Stated task ▸ Please resume the commentary on the South China Sea dispute, writing on from its last sentence.

Text provided ▸
The viewing universe has heard enough of the volatile dispute between Beijing and Manila over boundary-cum-sovereignty issues in the South China Sea or West Philippine Sea, depending on where one stands. The stigma attached to China may have gotten totally out of proportion, courtesy of mainstream media throwing caution to the wind.
Since who controls the media controls the mind, readers have acquired a fine mastery of the rhetoric, narrative, heuristics, and pedagogy as it concerns the geopolitical dispute. Offhand, it is hardly a clear picture of one asserting maritime supremacy over weaker neighbors in the maritime frontier, much less of military hegemony to establish a balance of power in that part of the region.
In fact, it might even seem to boil down to the question of who should fish in which waters, such that Boat A must ask permission from Boat B to catch fish. Indeed, there's more than meets the eye.
In one frame, there is a China Coast Guard ship along with a number of Chinese maritime militia swarming the disputed shoal. From their end, they shoot water cannons and use lasers to pre-empt the passage of Philippine Navy and Coast Guard vessels on resupply missions to troops stationed on the BRP Sierra Madre.
In the series of events, however, there has been no death of Navy personnel, no Philippine boat got burned, no Philippine Coast Guard ship was sunk. If anything at all endangered the lives of Philippine Navy personnel or the crew of other local vessels or fishing boats, an apparent naval blockade by China Coast Guard — "dedicatedly" waterborne 24/7 — never left station.
It must be quite costly for Beijing to establish this maritime presence — with or without any other foreign vessels invoking freedom of navigation or right of passage. Only the Philippines appears to have a problem over what it claims is within its "exclusive economic zone."
By definition, an EEZ as prescribed by the 1982 United Nations Convention on the Law of the Sea is an area of the sea over which a sovereign state has exclusive rights regarding the exploration and use of marine resources, including energy production from water and wind. On the other hand, this view collides head-on with China's claim of "historic rights" — the reason the arbitration was initiated.

Extracted records
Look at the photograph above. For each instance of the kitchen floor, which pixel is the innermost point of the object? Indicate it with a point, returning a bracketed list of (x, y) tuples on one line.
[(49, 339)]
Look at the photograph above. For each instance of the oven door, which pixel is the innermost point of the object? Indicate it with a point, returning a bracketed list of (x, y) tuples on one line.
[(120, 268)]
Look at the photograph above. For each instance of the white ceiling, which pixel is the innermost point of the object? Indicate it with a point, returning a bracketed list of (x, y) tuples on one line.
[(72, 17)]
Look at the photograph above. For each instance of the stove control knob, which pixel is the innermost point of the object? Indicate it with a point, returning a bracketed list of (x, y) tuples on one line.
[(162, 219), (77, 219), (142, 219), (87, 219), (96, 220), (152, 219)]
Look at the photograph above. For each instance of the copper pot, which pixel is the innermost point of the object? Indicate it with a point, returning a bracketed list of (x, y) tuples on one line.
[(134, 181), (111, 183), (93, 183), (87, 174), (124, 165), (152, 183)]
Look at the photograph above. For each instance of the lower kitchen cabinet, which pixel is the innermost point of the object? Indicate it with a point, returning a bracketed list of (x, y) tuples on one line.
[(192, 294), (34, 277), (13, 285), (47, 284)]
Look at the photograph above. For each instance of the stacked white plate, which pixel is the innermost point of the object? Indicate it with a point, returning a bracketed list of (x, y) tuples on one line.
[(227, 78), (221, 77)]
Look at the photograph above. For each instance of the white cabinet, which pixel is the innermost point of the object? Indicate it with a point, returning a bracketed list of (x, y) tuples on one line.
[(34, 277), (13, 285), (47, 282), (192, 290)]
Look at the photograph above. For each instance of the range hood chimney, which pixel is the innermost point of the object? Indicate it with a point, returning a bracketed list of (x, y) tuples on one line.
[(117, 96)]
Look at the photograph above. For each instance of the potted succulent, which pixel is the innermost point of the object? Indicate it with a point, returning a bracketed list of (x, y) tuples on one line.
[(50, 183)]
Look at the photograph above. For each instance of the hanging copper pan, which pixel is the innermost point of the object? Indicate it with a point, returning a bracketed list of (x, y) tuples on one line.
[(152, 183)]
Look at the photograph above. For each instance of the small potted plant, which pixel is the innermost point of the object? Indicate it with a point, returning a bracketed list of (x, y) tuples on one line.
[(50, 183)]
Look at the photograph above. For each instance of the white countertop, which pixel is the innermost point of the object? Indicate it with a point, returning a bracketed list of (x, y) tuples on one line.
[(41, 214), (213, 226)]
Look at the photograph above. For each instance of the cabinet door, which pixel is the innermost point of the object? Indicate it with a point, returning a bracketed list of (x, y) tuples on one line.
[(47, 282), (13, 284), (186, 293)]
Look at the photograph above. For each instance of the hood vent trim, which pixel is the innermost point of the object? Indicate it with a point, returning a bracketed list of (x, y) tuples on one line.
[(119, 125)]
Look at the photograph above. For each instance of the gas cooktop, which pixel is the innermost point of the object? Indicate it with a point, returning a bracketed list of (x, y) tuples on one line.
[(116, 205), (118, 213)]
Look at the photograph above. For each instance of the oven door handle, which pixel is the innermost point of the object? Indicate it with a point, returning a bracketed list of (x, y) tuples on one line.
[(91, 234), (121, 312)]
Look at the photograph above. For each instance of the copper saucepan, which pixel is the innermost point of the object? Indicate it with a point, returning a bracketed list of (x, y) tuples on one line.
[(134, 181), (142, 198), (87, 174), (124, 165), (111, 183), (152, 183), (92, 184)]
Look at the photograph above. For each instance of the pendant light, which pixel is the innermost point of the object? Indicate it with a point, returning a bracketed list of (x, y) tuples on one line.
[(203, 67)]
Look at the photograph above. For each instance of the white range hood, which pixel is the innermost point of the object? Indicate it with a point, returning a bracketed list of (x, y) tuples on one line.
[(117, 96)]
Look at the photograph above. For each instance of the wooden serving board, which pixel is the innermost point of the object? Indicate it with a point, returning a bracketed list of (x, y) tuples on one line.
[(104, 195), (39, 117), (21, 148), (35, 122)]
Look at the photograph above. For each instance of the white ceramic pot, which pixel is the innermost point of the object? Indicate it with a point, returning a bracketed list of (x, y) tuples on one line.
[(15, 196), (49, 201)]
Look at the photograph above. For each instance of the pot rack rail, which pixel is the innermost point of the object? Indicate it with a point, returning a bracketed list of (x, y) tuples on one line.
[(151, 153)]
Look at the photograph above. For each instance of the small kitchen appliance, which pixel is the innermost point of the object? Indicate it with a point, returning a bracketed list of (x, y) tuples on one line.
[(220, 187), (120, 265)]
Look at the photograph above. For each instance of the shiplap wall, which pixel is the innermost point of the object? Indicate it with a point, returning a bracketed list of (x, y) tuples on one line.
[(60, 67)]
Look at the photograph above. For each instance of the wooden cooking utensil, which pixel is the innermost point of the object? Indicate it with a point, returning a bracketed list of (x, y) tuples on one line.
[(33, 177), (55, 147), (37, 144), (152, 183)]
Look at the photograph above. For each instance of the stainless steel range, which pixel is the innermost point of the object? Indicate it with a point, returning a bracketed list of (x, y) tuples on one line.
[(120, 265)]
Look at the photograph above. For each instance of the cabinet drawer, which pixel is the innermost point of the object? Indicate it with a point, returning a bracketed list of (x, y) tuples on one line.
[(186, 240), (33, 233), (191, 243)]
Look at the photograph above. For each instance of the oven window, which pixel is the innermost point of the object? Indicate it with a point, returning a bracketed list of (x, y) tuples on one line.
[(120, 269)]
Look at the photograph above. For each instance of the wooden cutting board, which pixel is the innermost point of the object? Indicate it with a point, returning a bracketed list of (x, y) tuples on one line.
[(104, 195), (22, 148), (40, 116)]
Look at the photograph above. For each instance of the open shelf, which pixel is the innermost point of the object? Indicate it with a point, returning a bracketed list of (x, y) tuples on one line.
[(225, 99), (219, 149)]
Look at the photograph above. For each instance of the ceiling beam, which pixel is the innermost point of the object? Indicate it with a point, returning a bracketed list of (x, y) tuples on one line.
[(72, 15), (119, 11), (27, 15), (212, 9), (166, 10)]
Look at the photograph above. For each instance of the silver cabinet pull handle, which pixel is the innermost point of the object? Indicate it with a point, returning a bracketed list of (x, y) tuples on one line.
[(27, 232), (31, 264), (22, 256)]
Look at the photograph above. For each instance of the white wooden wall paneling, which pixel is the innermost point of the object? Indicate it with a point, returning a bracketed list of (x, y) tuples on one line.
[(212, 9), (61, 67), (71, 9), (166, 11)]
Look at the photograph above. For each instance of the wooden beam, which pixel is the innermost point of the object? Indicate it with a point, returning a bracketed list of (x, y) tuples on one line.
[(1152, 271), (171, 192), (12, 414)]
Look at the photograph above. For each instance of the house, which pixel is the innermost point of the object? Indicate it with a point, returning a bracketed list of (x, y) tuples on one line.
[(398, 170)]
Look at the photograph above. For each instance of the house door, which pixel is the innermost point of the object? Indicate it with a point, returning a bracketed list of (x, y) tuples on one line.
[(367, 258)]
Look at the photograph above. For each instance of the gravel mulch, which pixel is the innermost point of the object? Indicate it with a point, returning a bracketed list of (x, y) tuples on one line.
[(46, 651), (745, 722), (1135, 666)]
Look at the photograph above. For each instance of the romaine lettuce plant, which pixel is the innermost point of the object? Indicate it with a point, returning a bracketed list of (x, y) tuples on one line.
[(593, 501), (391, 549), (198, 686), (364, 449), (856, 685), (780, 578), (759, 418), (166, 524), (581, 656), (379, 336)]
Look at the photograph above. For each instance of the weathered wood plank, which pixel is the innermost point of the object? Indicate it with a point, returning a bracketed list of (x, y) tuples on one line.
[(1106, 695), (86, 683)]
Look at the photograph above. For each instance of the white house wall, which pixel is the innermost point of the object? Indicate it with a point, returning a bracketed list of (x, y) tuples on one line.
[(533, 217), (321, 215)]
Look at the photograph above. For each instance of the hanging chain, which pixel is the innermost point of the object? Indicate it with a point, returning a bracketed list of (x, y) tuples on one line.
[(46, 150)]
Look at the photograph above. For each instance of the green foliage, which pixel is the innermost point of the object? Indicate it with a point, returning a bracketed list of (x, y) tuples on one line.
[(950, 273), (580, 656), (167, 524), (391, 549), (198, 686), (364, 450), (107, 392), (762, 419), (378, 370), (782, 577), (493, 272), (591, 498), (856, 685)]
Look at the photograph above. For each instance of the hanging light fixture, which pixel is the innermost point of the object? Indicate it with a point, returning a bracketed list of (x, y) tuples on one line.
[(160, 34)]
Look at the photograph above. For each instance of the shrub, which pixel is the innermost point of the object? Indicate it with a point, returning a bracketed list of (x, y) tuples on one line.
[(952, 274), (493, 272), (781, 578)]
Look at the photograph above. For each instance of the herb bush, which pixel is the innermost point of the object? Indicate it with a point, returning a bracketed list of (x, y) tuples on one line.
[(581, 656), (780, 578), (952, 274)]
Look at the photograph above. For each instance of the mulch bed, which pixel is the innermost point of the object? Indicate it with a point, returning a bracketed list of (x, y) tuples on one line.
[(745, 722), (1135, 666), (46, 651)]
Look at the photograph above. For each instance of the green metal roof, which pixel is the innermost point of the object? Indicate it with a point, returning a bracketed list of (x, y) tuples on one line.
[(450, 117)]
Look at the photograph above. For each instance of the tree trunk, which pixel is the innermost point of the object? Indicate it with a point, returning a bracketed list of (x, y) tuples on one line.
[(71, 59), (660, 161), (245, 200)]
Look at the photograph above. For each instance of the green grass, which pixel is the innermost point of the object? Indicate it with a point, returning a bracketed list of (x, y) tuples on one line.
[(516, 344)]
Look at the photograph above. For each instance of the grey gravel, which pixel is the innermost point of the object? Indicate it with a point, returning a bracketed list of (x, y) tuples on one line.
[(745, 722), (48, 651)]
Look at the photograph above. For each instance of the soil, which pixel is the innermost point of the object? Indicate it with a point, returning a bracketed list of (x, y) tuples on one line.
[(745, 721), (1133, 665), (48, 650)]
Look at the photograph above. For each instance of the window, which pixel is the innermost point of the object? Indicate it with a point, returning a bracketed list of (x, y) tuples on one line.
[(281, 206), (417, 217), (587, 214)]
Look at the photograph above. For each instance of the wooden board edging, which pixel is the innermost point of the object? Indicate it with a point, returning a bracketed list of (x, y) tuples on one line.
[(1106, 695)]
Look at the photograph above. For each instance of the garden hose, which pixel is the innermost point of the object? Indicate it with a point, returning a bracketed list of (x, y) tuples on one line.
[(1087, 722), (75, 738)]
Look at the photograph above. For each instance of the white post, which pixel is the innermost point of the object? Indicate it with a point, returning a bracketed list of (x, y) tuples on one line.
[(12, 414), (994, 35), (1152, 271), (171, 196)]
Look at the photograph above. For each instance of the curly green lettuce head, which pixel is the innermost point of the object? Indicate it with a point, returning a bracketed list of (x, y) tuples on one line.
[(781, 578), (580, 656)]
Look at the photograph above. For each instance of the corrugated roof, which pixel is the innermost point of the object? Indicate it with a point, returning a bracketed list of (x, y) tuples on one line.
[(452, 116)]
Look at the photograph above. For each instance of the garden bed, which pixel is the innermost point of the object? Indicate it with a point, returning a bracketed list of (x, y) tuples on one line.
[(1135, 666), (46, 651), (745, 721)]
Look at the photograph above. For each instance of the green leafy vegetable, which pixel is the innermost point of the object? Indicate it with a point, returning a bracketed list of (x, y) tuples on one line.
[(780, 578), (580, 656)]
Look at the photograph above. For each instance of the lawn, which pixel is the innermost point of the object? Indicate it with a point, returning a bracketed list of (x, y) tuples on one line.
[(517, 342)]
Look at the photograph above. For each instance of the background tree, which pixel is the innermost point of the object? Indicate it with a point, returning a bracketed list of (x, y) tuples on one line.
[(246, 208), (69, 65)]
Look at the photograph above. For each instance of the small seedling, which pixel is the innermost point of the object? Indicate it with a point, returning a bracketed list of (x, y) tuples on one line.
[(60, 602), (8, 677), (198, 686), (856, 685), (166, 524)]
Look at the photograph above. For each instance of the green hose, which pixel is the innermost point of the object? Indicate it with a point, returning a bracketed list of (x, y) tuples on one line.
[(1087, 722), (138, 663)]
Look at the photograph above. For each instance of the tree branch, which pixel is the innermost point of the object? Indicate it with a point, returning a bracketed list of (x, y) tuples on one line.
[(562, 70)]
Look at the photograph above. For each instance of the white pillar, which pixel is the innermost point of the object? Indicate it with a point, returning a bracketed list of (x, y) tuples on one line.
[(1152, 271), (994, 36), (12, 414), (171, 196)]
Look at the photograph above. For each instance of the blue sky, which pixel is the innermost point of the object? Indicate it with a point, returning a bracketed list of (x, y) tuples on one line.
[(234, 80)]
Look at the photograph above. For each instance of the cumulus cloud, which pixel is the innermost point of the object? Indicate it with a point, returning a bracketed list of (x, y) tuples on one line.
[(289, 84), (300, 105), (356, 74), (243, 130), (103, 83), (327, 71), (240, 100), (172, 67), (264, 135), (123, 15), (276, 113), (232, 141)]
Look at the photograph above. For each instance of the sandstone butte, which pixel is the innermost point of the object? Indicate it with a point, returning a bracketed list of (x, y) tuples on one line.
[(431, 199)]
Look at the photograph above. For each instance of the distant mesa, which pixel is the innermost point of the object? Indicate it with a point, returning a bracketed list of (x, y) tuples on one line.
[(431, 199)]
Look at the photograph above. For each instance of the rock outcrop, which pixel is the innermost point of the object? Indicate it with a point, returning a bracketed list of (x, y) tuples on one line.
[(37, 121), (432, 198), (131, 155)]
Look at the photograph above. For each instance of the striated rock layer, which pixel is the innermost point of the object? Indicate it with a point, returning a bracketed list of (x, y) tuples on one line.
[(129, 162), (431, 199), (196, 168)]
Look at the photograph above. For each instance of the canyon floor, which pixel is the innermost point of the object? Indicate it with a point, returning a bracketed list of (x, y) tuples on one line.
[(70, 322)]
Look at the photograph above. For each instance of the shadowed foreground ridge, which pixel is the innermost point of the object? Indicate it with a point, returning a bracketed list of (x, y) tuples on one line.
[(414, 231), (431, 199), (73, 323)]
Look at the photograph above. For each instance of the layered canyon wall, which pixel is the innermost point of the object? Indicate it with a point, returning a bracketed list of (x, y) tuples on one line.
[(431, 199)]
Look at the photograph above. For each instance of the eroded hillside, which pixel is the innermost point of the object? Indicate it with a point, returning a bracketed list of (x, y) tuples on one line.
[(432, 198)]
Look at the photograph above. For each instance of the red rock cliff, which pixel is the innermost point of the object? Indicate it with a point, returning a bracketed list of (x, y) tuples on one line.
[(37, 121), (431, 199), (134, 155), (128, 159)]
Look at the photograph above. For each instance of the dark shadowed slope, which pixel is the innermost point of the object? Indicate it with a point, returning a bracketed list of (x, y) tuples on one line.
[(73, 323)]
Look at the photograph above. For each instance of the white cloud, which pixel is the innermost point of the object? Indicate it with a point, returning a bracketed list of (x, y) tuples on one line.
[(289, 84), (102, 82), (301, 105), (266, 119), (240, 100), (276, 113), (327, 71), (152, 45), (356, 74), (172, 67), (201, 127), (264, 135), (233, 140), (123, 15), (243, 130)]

Output for this task ▸
Incidentally, the oft-mentioned 2016 arbitral ruling that favored the Philippine claim over disputed islands and features is a 501-page document cited as "Permanent Court of Arbitration Case No. 2013-19 in the matter of the South China Sea Arbitration" and signed in The Hague on the 12th of July 2016. One not trained in law should be careful about articulating any attribution, for example, of "belligerent tactics" on the part of China or her "doublespeak" at ministerial talks, or China's "trampling of Philippine sovereignty," "harassment," "invasion," et cetera.
Worse, it seems readily unthinkable to hear of proposed economic sanctions like the annulment of existing Chinese business operations, including joint oil and gas exploration deals, shutting out Philippine offshore gaming operators, banning the export of raw materials and resources to China. By every econometric, this readily sounds counter-productive or like some garden variety worldview masquerading as expert opinion.
The way things go, resolving this apparent geopolitical feud between China and the Philippines cannot be timebound. There ought to be the "best possible means of resolving the dispute in a peaceful manner" through active consultations.
It cannot be about burning bridges of possible cooperation that could redound to mutual economic, security, and bilateral advantage. After all, there are universally recognized principles of international law on either side of the aisle.
Perhaps, the President must immediately constitute a "study group" just to check how the 501-page document could weigh in on what actions the government must take or leverage with a neighbor it has never lost trade and bilateral relations with.
A chance to tame the beast.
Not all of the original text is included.